» Material supplied:
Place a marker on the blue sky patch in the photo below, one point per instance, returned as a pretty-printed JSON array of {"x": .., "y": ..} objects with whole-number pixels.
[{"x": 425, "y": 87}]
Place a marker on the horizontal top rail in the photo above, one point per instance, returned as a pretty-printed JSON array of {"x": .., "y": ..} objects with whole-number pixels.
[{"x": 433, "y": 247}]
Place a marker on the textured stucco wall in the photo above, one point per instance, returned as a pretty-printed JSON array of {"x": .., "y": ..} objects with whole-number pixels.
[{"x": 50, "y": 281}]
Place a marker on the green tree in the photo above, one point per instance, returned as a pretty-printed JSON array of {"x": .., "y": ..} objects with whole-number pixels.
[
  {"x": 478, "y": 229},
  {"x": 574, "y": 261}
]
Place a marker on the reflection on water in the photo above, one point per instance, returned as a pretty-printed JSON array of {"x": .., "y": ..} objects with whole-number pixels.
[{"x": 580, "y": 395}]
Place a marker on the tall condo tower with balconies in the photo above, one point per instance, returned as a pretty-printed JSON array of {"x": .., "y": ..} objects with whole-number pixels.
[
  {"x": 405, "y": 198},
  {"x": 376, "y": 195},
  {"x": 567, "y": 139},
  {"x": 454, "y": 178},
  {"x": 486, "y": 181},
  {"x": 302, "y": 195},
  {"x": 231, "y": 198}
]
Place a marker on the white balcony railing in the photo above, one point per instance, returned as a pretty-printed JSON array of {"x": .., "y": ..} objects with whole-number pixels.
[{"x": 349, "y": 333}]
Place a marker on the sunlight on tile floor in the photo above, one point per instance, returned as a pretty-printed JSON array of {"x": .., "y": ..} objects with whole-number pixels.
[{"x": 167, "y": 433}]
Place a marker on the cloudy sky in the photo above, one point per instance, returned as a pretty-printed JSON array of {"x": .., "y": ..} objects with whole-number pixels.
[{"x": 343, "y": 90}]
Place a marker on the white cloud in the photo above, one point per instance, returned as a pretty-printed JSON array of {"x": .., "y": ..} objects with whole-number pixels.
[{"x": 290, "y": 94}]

» Required work: Reproduce the whole listing word for word.

» Response to this task:
Place a marker on the blue sky patch in the photo below, one point per instance, returned as a pretty-printed JSON array of {"x": .., "y": ..} objects with whole-number pixels.
[{"x": 425, "y": 87}]
Place a marker on the horizontal top rail in the photo above, one point per instance, returned as a pretty-printed JSON array of {"x": .., "y": ..} objects with whole-number pixels.
[{"x": 433, "y": 247}]
Place a marker on the textured stucco wall in the photo above, one point per instance, returned as a pretty-printed JSON array of {"x": .., "y": ..} objects with whole-number pixels.
[{"x": 50, "y": 281}]
Place a marker on the green tree in the photo above, one point per instance, returned as a pretty-printed JSON array of {"x": .., "y": ..} objects with whole-number pixels.
[
  {"x": 478, "y": 229},
  {"x": 574, "y": 261}
]
Place a marker on the reflection on water in the photo above, one point per instance, returned as a pretty-printed JSON array of {"x": .., "y": ..} objects with whole-number pixels.
[{"x": 580, "y": 395}]
Place a marker on the tall condo tower with balconies in the photo above, one point per instance, returned as a pretty-printed JSON array of {"x": .., "y": ..} objects with whole-number pixels.
[
  {"x": 405, "y": 198},
  {"x": 376, "y": 195},
  {"x": 567, "y": 139},
  {"x": 454, "y": 178},
  {"x": 486, "y": 181},
  {"x": 302, "y": 195},
  {"x": 231, "y": 198}
]
Place a marker on the white balcony railing in the photo above, one point per instance, returned as a pretty-printed JSON array of {"x": .., "y": ..} objects with whole-number pixels.
[{"x": 349, "y": 333}]
Place a marker on the sunlight on tile floor in the photo above, one point per instance, returned as a pretty-printed JSON array of {"x": .., "y": ..} objects with whole-number pixels.
[{"x": 167, "y": 433}]
Place a marker on the cloudy sky in the photo above, one point per instance, returned as a pretty-printed JSON array of {"x": .., "y": ..} objects with whole-number pixels.
[{"x": 343, "y": 90}]
Place a marker on the white cloud in the photo above, one point per instance, returned as a pretty-printed JSON array of {"x": .., "y": ..} objects with whole-number pixels.
[{"x": 290, "y": 94}]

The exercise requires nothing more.